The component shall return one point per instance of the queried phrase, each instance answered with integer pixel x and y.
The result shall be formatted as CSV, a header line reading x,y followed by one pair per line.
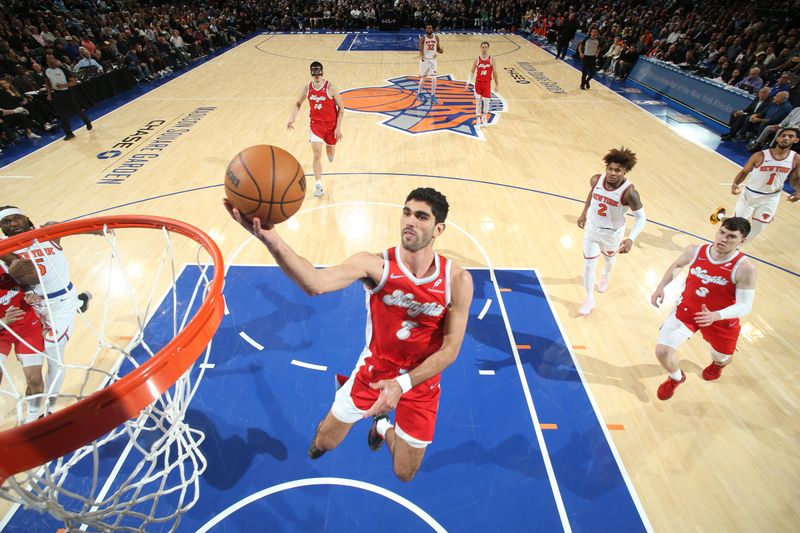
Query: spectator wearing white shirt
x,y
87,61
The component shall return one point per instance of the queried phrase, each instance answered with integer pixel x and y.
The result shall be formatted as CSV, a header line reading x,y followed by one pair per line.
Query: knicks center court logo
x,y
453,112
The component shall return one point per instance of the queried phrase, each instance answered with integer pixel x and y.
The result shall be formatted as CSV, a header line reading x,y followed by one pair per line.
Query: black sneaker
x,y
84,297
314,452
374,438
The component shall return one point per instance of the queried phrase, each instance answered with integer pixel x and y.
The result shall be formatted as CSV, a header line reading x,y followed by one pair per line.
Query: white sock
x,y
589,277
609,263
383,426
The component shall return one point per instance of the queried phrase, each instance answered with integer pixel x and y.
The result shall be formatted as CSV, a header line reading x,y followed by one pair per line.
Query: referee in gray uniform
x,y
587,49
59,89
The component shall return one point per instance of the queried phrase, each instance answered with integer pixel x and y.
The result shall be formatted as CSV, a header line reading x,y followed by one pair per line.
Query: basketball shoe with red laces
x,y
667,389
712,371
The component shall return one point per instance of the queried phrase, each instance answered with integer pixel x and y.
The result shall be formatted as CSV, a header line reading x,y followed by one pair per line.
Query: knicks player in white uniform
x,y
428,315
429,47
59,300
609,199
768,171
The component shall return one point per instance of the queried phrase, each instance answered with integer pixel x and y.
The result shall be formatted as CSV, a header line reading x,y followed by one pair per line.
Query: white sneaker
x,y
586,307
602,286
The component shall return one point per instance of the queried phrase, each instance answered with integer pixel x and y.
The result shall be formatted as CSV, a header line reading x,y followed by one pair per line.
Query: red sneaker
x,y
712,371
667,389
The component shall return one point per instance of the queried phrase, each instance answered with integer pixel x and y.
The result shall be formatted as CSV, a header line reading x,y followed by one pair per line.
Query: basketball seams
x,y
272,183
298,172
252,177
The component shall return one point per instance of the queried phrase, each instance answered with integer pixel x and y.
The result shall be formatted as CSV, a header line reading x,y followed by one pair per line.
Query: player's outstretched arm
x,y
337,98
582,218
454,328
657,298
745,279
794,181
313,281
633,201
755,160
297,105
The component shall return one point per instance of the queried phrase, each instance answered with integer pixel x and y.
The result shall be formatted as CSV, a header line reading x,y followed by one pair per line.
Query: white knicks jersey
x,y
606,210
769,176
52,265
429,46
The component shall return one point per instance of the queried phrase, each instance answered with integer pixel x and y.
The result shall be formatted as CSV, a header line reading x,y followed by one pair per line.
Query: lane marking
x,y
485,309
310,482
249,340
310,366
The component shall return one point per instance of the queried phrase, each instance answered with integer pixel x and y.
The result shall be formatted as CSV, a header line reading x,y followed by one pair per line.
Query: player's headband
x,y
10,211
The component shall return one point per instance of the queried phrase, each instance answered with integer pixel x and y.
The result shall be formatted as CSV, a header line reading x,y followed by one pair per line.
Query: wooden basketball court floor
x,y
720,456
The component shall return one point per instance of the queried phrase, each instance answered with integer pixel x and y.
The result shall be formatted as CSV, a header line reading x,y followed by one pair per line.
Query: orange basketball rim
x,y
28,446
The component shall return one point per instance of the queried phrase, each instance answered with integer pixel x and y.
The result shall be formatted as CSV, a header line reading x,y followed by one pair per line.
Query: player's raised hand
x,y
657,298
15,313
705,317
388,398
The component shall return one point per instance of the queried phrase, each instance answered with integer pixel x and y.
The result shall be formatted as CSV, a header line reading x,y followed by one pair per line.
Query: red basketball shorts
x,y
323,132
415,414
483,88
----
PROBLEM STATEMENT:
Would you set down the records exactly, with no pictures included?

WRITTEN SOLUTION:
The component shall return one point per instance of the queried phrase, each instance answered with integer pixel x and y.
The result shall be formatted as CSV, a header line reading x,y followed by one pair per line.
Query: spectator wearing white shirt
x,y
87,61
The component shall return one point per instance of the queried phrase, each instance answered with integer pixel x and y.
The result shall be formatted as CSV, a header line reading x,y followed by one pair per line.
Query: knicks center court logo
x,y
453,112
The component shall return one point per instance of the queried phrase, each instance answered with integer pixel x and y.
The result shall be formatted as CSV, a header line reading x,y followed by one pair per line.
Query: black sneaker
x,y
84,297
314,452
374,438
The component shall return one point per instance of the queried phrase, each instance answered with integer pixel x and y.
The result shall be formatted as CSV, a header line reading x,y followed by one pair per line.
Query: white sock
x,y
589,277
609,263
383,426
The component shall return one point per instance of the queried phrase, each instance answered with integer pixel x and y.
The result shall be formatted as CSV, a header line reading x,y followed by one pair per line.
Query: referee in gray uniform
x,y
587,49
59,89
The component shall return one point per instance of the queried phrase, each instance answered with integer pixel x and y.
The result shall be formatted as CSV, a header line reading x,y followed by one pair per line.
Query: basketball shoe with red laces
x,y
667,389
712,371
The component shall return one point per instance of the queried phrase, each instance answered with integer pixel x and y.
The result shall be formatted as CSV, a header line reading x,y followed by one pair per line.
Query: knicks player in white uniform
x,y
428,315
429,47
59,300
609,199
768,171
The component shall return one point per instance of the queried phrase, each instance answered with integer pixel x and y.
The result shall be formatted as CSV, a header line reading x,y followed by one pair per line.
Query: white sneaker
x,y
586,307
602,286
The component shall return one point per instance of the queried phrase, each instance answered with integer pixel x and y.
The result shall be formatted as CSV, a header line reading x,y followed by one pair per line.
Query: red sneaker
x,y
712,371
667,389
The component shall return one point per instance of the queried phrase, each instance answered with integer pixel x and y.
The result shall be formatted as CSV, a header line reading x,y followed by one pair per line.
Query: basketball seams
x,y
272,183
298,172
252,177
The component shall return one point per instance of the queried phrase, each instance answered with integer pixel x and y.
The result shall be formatted as CSV, a header line reading x,y followed by one pair per line.
Query: player's outstretched arm
x,y
337,98
582,218
454,328
657,298
745,279
794,181
313,281
633,201
755,160
297,105
The component shall return one point per instance of the queried phrase, each instance answered with integer pixel x and y.
The result shall be formatted as CSV, a header line reading x,y followed by one pair per line.
Query: white knicks jersey
x,y
606,210
769,176
52,265
429,46
The component shall return one point per instance of the queried phrase, each instance answered with integer pixel x and y.
The result shall be formatted as CSV, a header line reading x,y followed by one pair per line.
Query: lane marking
x,y
485,309
310,482
249,340
310,366
The component shall return one point per instance of the queried phrase, each instance answered with integer pixel x and y.
The result shall be formatted as CSV, a header line reading x,y followed by one pair per line.
Query: player's headband
x,y
10,211
The component shall return one point per instance of the queried phrase, each instance answered with integer pixel x and y.
The result shall be formatted as CSV, a header line reading x,y followed by one pair per line.
Query: wooden basketball court floor
x,y
720,456
The component shall return one point per instance of the queried phrase, each instance answered with integer pixel x and y.
The result shall be formatted as CSV, a header line reading x,y followed by one pair per line.
Query: orange basketball rim
x,y
28,446
The component shall return one point per instance of the queried phrase, each instance answered with integer pixel x and y.
The result shall be formatted as CSV, a header line reading x,y followed by one pair per line.
Query: player's raised hand
x,y
657,298
15,313
705,317
388,398
The component shall return one point per instance of the queried phrase, each instance answered with integer pixel x and y.
The result shall be formatted as CSV, a header line reading x,y followed by one pair per line.
Query: red basketball shorts
x,y
323,132
415,414
483,88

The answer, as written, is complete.